WHAT TO PRODUCE - Retype every line of the records below without changing a single character.

— begin RECORD EXCERPTS —

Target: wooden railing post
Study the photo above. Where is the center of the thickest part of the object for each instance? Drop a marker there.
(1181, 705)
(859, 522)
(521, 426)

— end RECORD EXCERPTS —

TASK SOLUTION -
Target: wooden railing post
Study the photo above. Where is the center of the thickest part of the object for each instance? Drop a marker there.
(1181, 705)
(859, 522)
(521, 426)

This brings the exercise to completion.